**GIVEN EXERCISE**
From the caching hints page above, set down the passage between "Every result a" and "it for you.", inclusive.

Caching hints

Every result a server returns for tools/list, prompts/list, resources/list, resources/templates/list, resources/read and server/discover carries two fields on the 2026-07-28 protocol: ttlMs, how many milliseconds a client may treat the result as fresh, and cacheScope, whether a cached result may be shared across users ("public") or belongs to one authorization context ("private").

The server doesn't cache anything. The fields are a declaration: "this tool list is the same for everyone and won't change for a minute." A client (or a gateway in front of you) may then skip the round trip. Honoring the hints is the client's choice; emitting them is the server's job, and the SDK does it for you.

Out of the box every result says ttlMs: 0, cacheScope: "private": immediately stale, never shared. That is always safe and always conformant. If your lists really are stable and identical for all callers, say so at construction:

python

--8<-- "docs_src/caching/tutorial001.py"

The map is keyed by method name, and the six cacheable methods are the only legal keys. The parameter is typed Mapping[CacheableMethod, CacheHint], so your editor autocompletes the keys and flags a typo before you run; anything that slips past the type checker raises at construction.
A method you don't mention keeps the defaults. The map is a set of overrides, not a manifest.
CacheHint(ttl_ms=5_000) left scope unset, so it stays "private": five seconds of freshness, per caller. Scope and TTL are independent decisions.
"server/discover" is a legal key too, since the handshake result is cacheable like any list.

!!! warning cacheScope: "public" means anyone may be served your cached response. A shared gateway will happily hand one user's result to another, even when the request was authenticated. Mark a result "public" only when it is identical for every caller, and never use cacheScope as access control: it is a label, not a lock.

Per-handler override

On the low-level Server, handlers build their results by hand, and ttl_ms / cache_scope are just fields on the result models. A handler that sets them explicitly always wins over the constructor map, field by field:

python

--8<-- "docs_src/caching/tutorial002.py"

The handler said ttl_ms=1_000 and nothing about scope. On the wire: ttlMs: 1000 (the handler's, not the map's 60_000) and cacheScope: "public" (the map's, because the handler left it unset). Explicit beats configured, and configured beats default. This holds per field, so a handler can pin one field and leave the other to the server-wide policy.

This is also the escape hatch for dynamics the constructor can't know: a handler that filters resources/read per user can return cache_scope="private" for one URI from an otherwise-public server.

One caveat on paginated lists: the protocol requires the same cacheScope on every page of one list. The constructor map satisfies that by construction, since it's keyed by method, not by page. But a handler that overrides the scope itself owns that consistency: override it on every page, never only when a cursor is present, or page one and page two will disagree.

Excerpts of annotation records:
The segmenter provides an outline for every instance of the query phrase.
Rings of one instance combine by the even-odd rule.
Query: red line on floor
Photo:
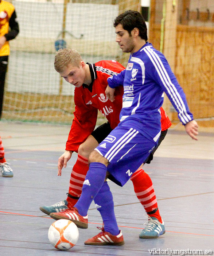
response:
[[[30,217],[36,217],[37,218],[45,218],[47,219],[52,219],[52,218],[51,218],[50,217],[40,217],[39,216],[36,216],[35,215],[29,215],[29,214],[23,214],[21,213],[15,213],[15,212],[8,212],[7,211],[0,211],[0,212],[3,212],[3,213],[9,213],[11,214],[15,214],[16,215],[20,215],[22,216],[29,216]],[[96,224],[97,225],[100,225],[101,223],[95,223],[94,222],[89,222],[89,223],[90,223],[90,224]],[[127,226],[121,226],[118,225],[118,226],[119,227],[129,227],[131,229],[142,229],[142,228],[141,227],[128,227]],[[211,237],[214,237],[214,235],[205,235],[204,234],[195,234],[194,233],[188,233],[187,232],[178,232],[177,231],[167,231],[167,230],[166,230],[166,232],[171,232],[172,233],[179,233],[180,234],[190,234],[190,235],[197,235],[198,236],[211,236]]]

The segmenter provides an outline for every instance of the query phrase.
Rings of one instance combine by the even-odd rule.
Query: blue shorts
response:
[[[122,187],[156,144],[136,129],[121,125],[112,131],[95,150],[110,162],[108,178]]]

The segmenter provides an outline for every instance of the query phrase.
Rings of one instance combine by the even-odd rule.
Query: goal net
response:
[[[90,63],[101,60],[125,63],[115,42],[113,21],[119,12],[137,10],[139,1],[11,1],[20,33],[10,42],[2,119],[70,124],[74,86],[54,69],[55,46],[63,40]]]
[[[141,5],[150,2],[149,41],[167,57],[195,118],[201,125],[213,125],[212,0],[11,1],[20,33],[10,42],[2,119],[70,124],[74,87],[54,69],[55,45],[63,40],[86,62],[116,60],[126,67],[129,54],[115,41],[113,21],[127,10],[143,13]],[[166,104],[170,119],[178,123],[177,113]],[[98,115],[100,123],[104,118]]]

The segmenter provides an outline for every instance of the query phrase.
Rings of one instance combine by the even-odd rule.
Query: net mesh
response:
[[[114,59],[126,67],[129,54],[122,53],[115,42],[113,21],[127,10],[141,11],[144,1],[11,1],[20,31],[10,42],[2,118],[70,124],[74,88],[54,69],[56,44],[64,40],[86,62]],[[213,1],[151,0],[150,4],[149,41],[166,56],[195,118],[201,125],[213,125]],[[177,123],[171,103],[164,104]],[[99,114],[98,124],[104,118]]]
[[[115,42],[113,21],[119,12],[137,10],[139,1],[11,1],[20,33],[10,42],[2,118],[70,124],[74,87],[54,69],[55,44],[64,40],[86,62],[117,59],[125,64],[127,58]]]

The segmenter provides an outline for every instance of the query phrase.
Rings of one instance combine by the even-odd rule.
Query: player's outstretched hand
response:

**EXERCISE RESPONSE**
Every result a server returns for tools/list, prompts/list, resources/list, resources/templates/list, resources/read and server/discover carries two fields on the 2026-07-28 protocol: ttlMs, how many milliseconds a client may treat the result as fresh, and cacheScope, whether a cached result may be shared across users ("public") or belongs to one authorization context ("private").

The server doesn't cache anything. The fields are a declaration: "this tool list is the same for everyone and won't change for a minute." A client (or a gateway in front of you) may then skip the round trip. Honoring the hints is the client's choice; emitting them is the server's job, and the SDK does it for you.